— Start of SELECTED TEXT —
LinuxQuestions.org
Visit Jeremy's Blog.
Home Forums Tutorials Articles Register
Go Back   LinuxQuestions.org > Forums > Non-*NIX Forums > Programming
User Name
Password
Programming This forum is for all programming questions.
The question does not have to be directly related to Linux and any language is fair game.

Notices


Reply
  Search this Thread
Old 10-02-2012, 10:14 AM   #1
grob115
Member
 
Registered: Oct 2005
Posts: 542

Rep: Reputation: 32
Regex or Sed


Hi, I need to perform a simple substitution by replacing whitespaces with a character but only within the middle of a specific identifiable patterns. For example, if I have the following:
Name, Sex, Address
Tom, M, 15 Broadway
Mary, F, 80 Maple Street


I need to transform it to the following (not in Excel but with command lines please) by adding hyphens to the address field. It can be anything but this is just an example.
Name, Sex, Address
Tom, M, 15-Broadway
Mary, F, 80-Maple-Street


I need to have the flexibility of specifying some type of pattern to frame where I want the translation or replacement to take place. In this case:
Start Pattern = ^.*,\s(M|F),\s
Stop Pattern = $

Can someone please show me how this can be done? Thanks. Thought about using sed but it can do only the whole line as far as I know and not a portion of the line. Not sure how to use regex to replace aside from specifying start and stop patterns.
— End of SELECTED TEXT —
AIM A> Quote the forum post on sed substitution word for word, starting at "Rep: Reputation: 32" and ending at "just an example.".
AIM B> Write the next part of the forum post on sed substitution, picking up after its final sentence.
The data that come after this point are separate material and are not part of the forum post on sed substitution.
— Start of RECORDED DATA —
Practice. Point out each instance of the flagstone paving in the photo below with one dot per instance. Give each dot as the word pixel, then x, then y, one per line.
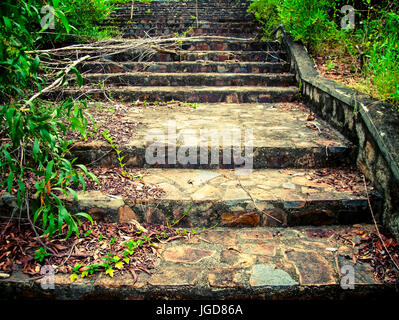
— End of RECORDED DATA —
TASK RESULT A>
Rep: Reputation: 32
Regex or Sed


Hi, I need to perform a simple substitution by replacing whitespaces with a character but only within the middle of a specific identifiable patterns. For example, if I have the following:
Name, Sex, Address
Tom, M, 15 Broadway
Mary, F, 80 Maple Street


I need to transform it to the following (not in Excel but with command lines please) by adding hyphens to the address field. It can be anything but this is just an example.

TASK RESULT B>
Old 10-02-2012, 11:22 AM   #2
whizje
Member
 
Registered: Sep 2008
Location: The Netherlands
Distribution: Slackware64 current
Posts: 594

Rep: Reputation: 141Reputation: 141
Code:
echo "Mary, F, 80 Maple Street" | sed -r 's/([^,])[ ]/\1-/g'
Mary, F, 80-Maple-Street
Code:
-r   - use regular expression
's   - substitute
/    -start regular expression which needs to be replaced in this case we want to replace a space if it is between chars except a comma
(    -start block
[^,] -for the space can occur any char except comma
)    -end block we save this char else it also get's replaced exp:
Code:
echo "Mary, F, 80 Maple Street" | sed -r 's/([^,])[ ]/-/g'
Mary, F, 8-Mapl-Street
Code:
[ ]  - space eventually you can use [ ]* for multiple spaces
/    -end regular expression start replace part
\1   -print chars between start block and end block
-    -print -
/    -end replace
g    -do this globally else only the first space is converted exp:
Code:
echo "Mary, F, 80 Maple Street" | sed -r 's/([^,])[ ]/\1-/'
Mary, F, 80-Maple Street
 
Old 10-02-2012, 11:30 AM   #3
firstfire
Member
 
Registered: Mar 2006
Location: Ekaterinburg, Russia
Distribution: Debian, Ubuntu
Posts: 709

Rep: Reputation: 428Reputation: 428Reputation: 428Reputation: 428Reputation: 428
Hi.

Here is awk approach:
Code:
$ cat in 
Name, Sex, Address
Tom, M, 15 Broadway
Mary, F, 80 Maple Street
$ awk  '{gsub(" +", "-", $3);}1' FS=' *, *' OFS=, in
Name, Sex, Address
Tom,M,15-Broadway
Mary,F,80-Maple-Street
Magic `1' here is a "pattern", which always evaluates to TRUE and, because there are no associated action, this action defaults to 'print $0'. $3 means that we want to perform substitution only on 3rd field (delimited by commas).

Last edited by firstfire; 10-02-2012 at 12:00 PM.
 
1 members found this post helpful.
Old 10-02-2012, 06:54 PM   #4
danielbmartin
Senior Member
 
Registered: Apr 2010
Location: Apex, NC, USA
Distribution: Mint 17.3
Posts: 1,881

Rep: Reputation: 660Reputation: 660Reputation: 660Reputation: 660Reputation: 660Reputation: 660
OP has this input file:
Code:
$ cat in 
Name, Sex, Address
Tom, M, 15 Broadway
Mary, F, 80 Maple Street
firstfire, your awk ...
Code:
$ awk  '{gsub(" +", "-", $3);}1' FS=' *, *' OFS=, in
... produced this...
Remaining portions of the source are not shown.